5.2.2.3 Original engine and series production engine:
• Variable geometry devices are allowed provided
that the system remains exactly as homologated
for the original engine.
5.2.3 Engine modifications allowed to a base original engine, engine of the make or series production engine
The modifications are free with the following exceptions and subject to FIA/ACO approval:
5.2.3.1 Engine block
The cylinder block casting must come from the base engine.
The cylinder block may be modified:
? By machining:
- for the modification of the bore or for sleeving if the original block is not fitted with sleeves.
- below the horizontal plane passing through the centreline of the crankshaft bearings, for the mounting of the
dry sump.
- the cylinder head gasket plane providing that the deck height (distance between cylinder head plane and
crankshaft centreline) stays within 1 mm of the original engine dimension.
- for the sole purposes of reinforcement and reliability, the raw casting may be machined differently to increase
cross sections or leave more material in specific areas, provided that the original part remains identifiable.
? By addition of material:
- addition of material for local and/or structural reinforcement may be done by weld or glued patches.

═══

■ **Tasks to carry out**:
1. Write out the part of the engine regulation excerpt that begins at the words "- below the" and stops after "or glued patches.".
2. According to the engine regulation excerpt, how close to the original engine dimension must the deck height stay?
3. Carry the engine regulation excerpt on from its last line.
The material after this text plays no part in any task.

═══

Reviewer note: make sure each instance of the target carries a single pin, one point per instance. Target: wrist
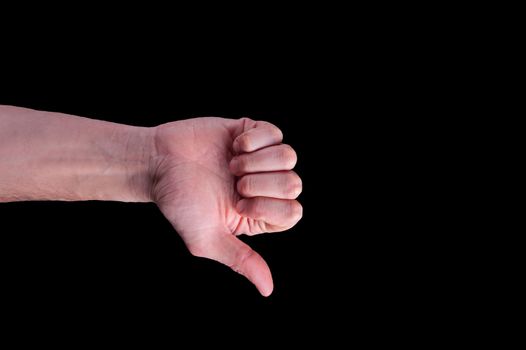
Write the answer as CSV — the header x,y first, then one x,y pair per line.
x,y
140,163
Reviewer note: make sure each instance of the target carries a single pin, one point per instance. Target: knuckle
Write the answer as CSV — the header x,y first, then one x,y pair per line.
x,y
242,164
257,208
244,185
243,142
293,186
296,211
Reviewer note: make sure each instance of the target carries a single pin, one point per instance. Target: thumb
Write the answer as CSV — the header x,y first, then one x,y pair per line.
x,y
232,252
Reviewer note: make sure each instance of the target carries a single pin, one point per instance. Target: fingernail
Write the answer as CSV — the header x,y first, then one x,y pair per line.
x,y
233,164
241,205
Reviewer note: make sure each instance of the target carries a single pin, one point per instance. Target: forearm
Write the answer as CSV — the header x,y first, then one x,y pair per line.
x,y
53,156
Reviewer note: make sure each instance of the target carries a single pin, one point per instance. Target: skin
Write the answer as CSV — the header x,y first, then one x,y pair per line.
x,y
213,178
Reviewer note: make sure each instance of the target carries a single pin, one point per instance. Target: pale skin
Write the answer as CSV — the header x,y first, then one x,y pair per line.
x,y
212,178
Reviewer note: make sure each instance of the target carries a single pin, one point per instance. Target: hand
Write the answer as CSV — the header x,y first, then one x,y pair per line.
x,y
218,178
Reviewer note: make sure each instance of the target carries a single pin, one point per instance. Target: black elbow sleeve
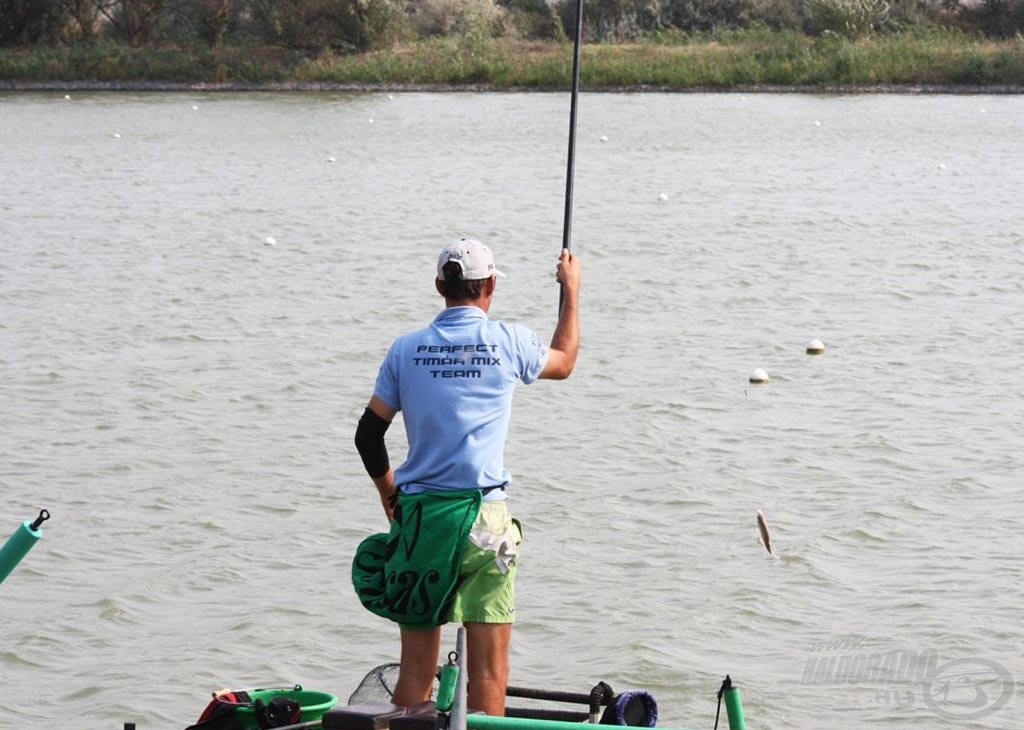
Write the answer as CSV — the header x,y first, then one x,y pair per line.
x,y
370,443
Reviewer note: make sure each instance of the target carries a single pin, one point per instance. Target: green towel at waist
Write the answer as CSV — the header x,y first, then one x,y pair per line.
x,y
410,575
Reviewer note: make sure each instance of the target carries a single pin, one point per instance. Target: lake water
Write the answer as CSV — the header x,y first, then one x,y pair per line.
x,y
196,292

═══

■ **Per-task answers**:
1.
- below the horizontal plane passing through the centreline of the crankshaft bearings, for the mounting of the
dry sump.
- the cylinder head gasket plane providing that the deck height (distance between cylinder head plane and
crankshaft centreline) stays within 1 mm of the original engine dimension.
- for the sole purposes of reinforcement and reliability, the raw casting may be machined differently to increase
cross sections or leave more material in specific areas, provided that the original part remains identifiable.
? By addition of material:
- addition of material for local and/or structural reinforcement may be done by weld or glued patches.

2. Within 1 mm of the original engine dimension.

3.
Reinforcements cannot be done on an area of the part where material has been removed from the original
engine part by more than a 1 mm thick layer.
- lubrication holes, lubrication injector holes may be modified or closed
5.2.3.2 Crankshaft
May be changed. Free design. Its weight must not be more than 10% lower than the original.
The firing order is free.
5.2.3.3 Cylinder Head
The cylinder head castings must come from the original engine.
Valve angles, number and location of camshafts must remain original, as they are fitted on the original engine.
The cylinder heads may be modified:
? By machining:
- provided that the original part remains identifiable.
? By addition of material:
- addition of material for local reinforcement can be done may be done by weld or glued patches.
Reinforcement cannot be done on an area of the part where material has been removed from the original
engine part by more than a 1 mm thick layer.
- inserts may be added in the intake ports.
- valve tappet guides may be fitted with sleeves if not originally.
- lubrication holes, lubrication injector holes may be modified or closed.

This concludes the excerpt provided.